**提示課題:** 以下のすべての行を、空行を除いて番号付きリストに整形してください。

**抽出資料:**
◆ ◆ ◆

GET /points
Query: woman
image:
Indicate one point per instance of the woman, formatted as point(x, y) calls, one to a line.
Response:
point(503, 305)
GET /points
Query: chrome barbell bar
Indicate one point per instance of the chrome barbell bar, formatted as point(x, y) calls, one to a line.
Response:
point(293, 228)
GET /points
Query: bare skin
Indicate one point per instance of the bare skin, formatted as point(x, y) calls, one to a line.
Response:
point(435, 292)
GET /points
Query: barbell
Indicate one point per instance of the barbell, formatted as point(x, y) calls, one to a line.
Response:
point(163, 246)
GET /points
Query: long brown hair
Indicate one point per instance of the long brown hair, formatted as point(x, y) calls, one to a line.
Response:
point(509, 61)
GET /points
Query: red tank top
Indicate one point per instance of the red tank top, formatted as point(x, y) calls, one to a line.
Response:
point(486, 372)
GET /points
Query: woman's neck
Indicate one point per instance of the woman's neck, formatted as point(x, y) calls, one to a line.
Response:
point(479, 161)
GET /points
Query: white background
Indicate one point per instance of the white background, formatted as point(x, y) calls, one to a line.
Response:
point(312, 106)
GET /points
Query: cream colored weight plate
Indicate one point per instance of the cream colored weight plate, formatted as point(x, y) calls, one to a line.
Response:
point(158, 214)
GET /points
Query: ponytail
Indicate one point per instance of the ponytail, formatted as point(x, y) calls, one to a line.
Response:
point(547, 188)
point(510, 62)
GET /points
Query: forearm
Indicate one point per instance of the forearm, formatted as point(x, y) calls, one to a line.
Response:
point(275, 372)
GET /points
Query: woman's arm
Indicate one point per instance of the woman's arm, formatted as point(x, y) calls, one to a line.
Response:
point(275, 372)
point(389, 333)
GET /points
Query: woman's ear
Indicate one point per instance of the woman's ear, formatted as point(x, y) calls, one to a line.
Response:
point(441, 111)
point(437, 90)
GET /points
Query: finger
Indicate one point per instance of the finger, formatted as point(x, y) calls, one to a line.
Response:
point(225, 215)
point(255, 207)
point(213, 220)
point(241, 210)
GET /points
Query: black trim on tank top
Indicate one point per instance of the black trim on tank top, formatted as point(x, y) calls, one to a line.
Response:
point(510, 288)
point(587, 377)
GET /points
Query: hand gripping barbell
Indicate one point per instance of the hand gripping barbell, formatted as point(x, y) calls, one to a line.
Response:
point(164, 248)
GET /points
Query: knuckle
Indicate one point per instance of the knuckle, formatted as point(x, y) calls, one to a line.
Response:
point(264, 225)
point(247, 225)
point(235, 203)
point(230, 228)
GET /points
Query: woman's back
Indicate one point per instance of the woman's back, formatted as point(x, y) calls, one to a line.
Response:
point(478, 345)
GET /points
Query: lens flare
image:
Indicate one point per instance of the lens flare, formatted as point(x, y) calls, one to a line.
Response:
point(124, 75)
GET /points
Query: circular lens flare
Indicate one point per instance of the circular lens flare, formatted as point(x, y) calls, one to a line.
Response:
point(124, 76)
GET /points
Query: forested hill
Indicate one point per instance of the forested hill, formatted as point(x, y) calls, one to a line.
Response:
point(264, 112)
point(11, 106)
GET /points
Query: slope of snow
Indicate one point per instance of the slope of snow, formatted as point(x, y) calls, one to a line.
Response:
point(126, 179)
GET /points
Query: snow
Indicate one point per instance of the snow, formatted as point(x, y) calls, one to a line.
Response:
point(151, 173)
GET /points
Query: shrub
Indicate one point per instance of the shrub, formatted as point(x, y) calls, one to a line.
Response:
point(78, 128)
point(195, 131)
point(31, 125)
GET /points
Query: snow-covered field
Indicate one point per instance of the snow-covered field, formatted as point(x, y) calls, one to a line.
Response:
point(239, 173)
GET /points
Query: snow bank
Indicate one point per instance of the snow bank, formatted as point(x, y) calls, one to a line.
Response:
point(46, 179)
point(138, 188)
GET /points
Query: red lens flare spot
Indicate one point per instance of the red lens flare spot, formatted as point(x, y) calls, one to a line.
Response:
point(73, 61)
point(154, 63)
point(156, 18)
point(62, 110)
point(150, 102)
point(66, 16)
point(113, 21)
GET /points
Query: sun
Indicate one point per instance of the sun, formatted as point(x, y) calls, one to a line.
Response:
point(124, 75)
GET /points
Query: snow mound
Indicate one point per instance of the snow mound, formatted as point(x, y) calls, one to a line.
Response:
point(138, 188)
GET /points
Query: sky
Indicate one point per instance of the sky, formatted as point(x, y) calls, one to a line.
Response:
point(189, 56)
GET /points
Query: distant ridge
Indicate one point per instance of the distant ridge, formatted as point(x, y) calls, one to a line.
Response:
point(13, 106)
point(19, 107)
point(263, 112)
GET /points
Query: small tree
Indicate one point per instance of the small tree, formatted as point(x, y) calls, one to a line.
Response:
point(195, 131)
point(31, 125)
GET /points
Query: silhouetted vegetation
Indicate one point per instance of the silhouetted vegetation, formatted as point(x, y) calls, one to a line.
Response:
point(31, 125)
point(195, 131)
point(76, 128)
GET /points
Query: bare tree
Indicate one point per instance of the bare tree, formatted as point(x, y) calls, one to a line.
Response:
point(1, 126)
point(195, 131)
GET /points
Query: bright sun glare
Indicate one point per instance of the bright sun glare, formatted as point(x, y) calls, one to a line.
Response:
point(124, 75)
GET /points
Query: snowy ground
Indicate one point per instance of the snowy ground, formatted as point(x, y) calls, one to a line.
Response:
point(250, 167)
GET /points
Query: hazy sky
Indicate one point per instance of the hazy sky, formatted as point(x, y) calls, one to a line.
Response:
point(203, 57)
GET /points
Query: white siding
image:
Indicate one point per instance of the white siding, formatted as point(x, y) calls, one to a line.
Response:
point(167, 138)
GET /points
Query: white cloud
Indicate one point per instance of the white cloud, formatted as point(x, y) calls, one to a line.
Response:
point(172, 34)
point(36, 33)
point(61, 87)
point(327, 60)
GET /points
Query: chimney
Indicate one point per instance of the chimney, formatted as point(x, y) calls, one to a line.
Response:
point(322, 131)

◆ ◆ ◆

**演習結果:**
1. GET /points
2. Query: woman
3. image:
4. Indicate one point per instance of the woman, formatted as point(x, y) calls, one to a line.
5. Response:
6. point(503, 305)
7. GET /points
8. Query: chrome barbell bar
9. Indicate one point per instance of the chrome barbell bar, formatted as point(x, y) calls, one to a line.
10. Response:
11. point(293, 228)
12. GET /points
13. Query: bare skin
14. Indicate one point per instance of the bare skin, formatted as point(x, y) calls, one to a line.
15. Response:
16. point(435, 292)
17. GET /points
18. Query: barbell
19. Indicate one point per instance of the barbell, formatted as point(x, y) calls, one to a line.
20. Response:
21. point(163, 246)
22. GET /points
23. Query: long brown hair
24. Indicate one point per instance of the long brown hair, formatted as point(x, y) calls, one to a line.
25. Response:
26. point(509, 61)
27. GET /points
28. Query: red tank top
29. Indicate one point per instance of the red tank top, formatted as point(x, y) calls, one to a line.
30. Response:
31. point(486, 372)
32. GET /points
33. Query: woman's neck
34. Indicate one point per instance of the woman's neck, formatted as point(x, y) calls, one to a line.
35. Response:
36. point(479, 161)
37. GET /points
38. Query: white background
39. Indicate one point per instance of the white background, formatted as point(x, y) calls, one to a line.
40. Response:
41. point(312, 106)
42. GET /points
43. Query: cream colored weight plate
44. Indicate one point per instance of the cream colored weight plate, formatted as point(x, y) calls, one to a line.
45. Response:
46. point(158, 214)
47. GET /points
48. Query: ponytail
49. Indicate one point per instance of the ponytail, formatted as point(x, y) calls, one to a line.
50. Response:
51. point(547, 188)
52. point(510, 62)
53. GET /points
54. Query: forearm
55. Indicate one point per instance of the forearm, formatted as point(x, y) calls, one to a line.
56. Response:
57. point(275, 372)
58. GET /points
59. Query: woman's arm
60. Indicate one point per instance of the woman's arm, formatted as point(x, y) calls, one to a line.
61. Response:
62. point(275, 372)
63. point(389, 333)
64. GET /points
65. Query: woman's ear
66. Indicate one point per instance of the woman's ear, formatted as point(x, y) calls, one to a line.
67. Response:
68. point(441, 111)
69. point(437, 90)
70. GET /points
71. Query: finger
72. Indicate one point per instance of the finger, formatted as point(x, y) calls, one to a line.
73. Response:
74. point(225, 215)
75. point(255, 207)
76. point(213, 220)
77. point(241, 210)
78. GET /points
79. Query: black trim on tank top
80. Indicate one point per instance of the black trim on tank top, formatted as point(x, y) calls, one to a line.
81. Response:
82. point(510, 288)
83. point(587, 377)
84. GET /points
85. Query: hand gripping barbell
86. Indicate one point per instance of the hand gripping barbell, formatted as point(x, y) calls, one to a line.
87. Response:
88. point(164, 248)
89. GET /points
90. Query: knuckle
91. Indicate one point per instance of the knuckle, formatted as point(x, y) calls, one to a line.
92. Response:
93. point(264, 225)
94. point(247, 225)
95. point(235, 203)
96. point(230, 228)
97. GET /points
98. Query: woman's back
99. Indicate one point per instance of the woman's back, formatted as point(x, y) calls, one to a line.
100. Response:
101. point(478, 345)
102. GET /points
103. Query: lens flare
104. image:
105. Indicate one point per instance of the lens flare, formatted as point(x, y) calls, one to a line.
106. Response:
107. point(124, 75)
108. GET /points
109. Query: circular lens flare
110. Indicate one point per instance of the circular lens flare, formatted as point(x, y) calls, one to a line.
111. Response:
112. point(124, 76)
113. GET /points
114. Query: forested hill
115. Indicate one point per instance of the forested hill, formatted as point(x, y) calls, one to a line.
116. Response:
117. point(264, 112)
118. point(11, 106)
119. GET /points
120. Query: slope of snow
121. Indicate one point per instance of the slope of snow, formatted as point(x, y) calls, one to a line.
122. Response:
123. point(126, 179)
124. GET /points
125. Query: snow
126. Indicate one point per instance of the snow, formatted as point(x, y) calls, one to a line.
127. Response:
128. point(151, 173)
129. GET /points
130. Query: shrub
131. Indicate one point per instance of the shrub, formatted as point(x, y) calls, one to a line.
132. Response:
133. point(78, 128)
134. point(195, 131)
135. point(31, 125)
136. GET /points
137. Query: snow-covered field
138. Indicate one point per instance of the snow-covered field, formatted as point(x, y) calls, one to a line.
139. Response:
140. point(239, 173)
141. GET /points
142. Query: snow bank
143. Indicate one point per instance of the snow bank, formatted as point(x, y) calls, one to a line.
144. Response:
145. point(46, 179)
146. point(138, 188)
147. GET /points
148. Query: red lens flare spot
149. Indicate one point per instance of the red lens flare spot, formatted as point(x, y) calls, one to a line.
150. Response:
151. point(73, 61)
152. point(154, 63)
153. point(156, 18)
154. point(62, 110)
155. point(150, 102)
156. point(66, 16)
157. point(113, 21)
158. GET /points
159. Query: sun
160. Indicate one point per instance of the sun, formatted as point(x, y) calls, one to a line.
161. Response:
162. point(124, 75)
163. GET /points
164. Query: snow mound
165. Indicate one point per instance of the snow mound, formatted as point(x, y) calls, one to a line.
166. Response:
167. point(138, 188)
168. GET /points
169. Query: sky
170. Indicate one point per instance of the sky, formatted as point(x, y) calls, one to a line.
171. Response:
172. point(189, 56)
173. GET /points
174. Query: distant ridge
175. Indicate one point per instance of the distant ridge, formatted as point(x, y) calls, one to a line.
176. Response:
177. point(13, 106)
178. point(19, 107)
179. point(263, 112)
180. GET /points
181. Query: small tree
182. Indicate one point per instance of the small tree, formatted as point(x, y) calls, one to a line.
183. Response:
184. point(195, 131)
185. point(31, 125)
186. GET /points
187. Query: silhouetted vegetation
188. Indicate one point per instance of the silhouetted vegetation, formatted as point(x, y) calls, one to a line.
189. Response:
190. point(31, 125)
191. point(195, 131)
192. point(76, 128)
193. GET /points
194. Query: bare tree
195. Indicate one point per instance of the bare tree, formatted as point(x, y) calls, one to a line.
196. Response:
197. point(1, 126)
198. point(195, 131)
199. GET /points
200. Query: bright sun glare
201. Indicate one point per instance of the bright sun glare, formatted as point(x, y) calls, one to a line.
202. Response:
203. point(124, 75)
204. GET /points
205. Query: snowy ground
206. Indicate one point per instance of the snowy ground, formatted as point(x, y) calls, one to a line.
207. Response:
208. point(250, 167)
209. GET /points
210. Query: hazy sky
211. Indicate one point per instance of the hazy sky, formatted as point(x, y) calls, one to a line.
212. Response:
213. point(203, 57)
214. GET /points
215. Query: white siding
216. image:
217. Indicate one point per instance of the white siding, formatted as point(x, y) calls, one to a line.
218. Response:
219. point(167, 138)
220. GET /points
221. Query: white cloud
222. Indicate one point per instance of the white cloud, formatted as point(x, y) calls, one to a line.
223. Response:
224. point(172, 34)
225. point(36, 33)
226. point(61, 87)
227. point(327, 60)
228. GET /points
229. Query: chimney
230. Indicate one point per instance of the chimney, formatted as point(x, y) calls, one to a line.
231. Response:
232. point(322, 131)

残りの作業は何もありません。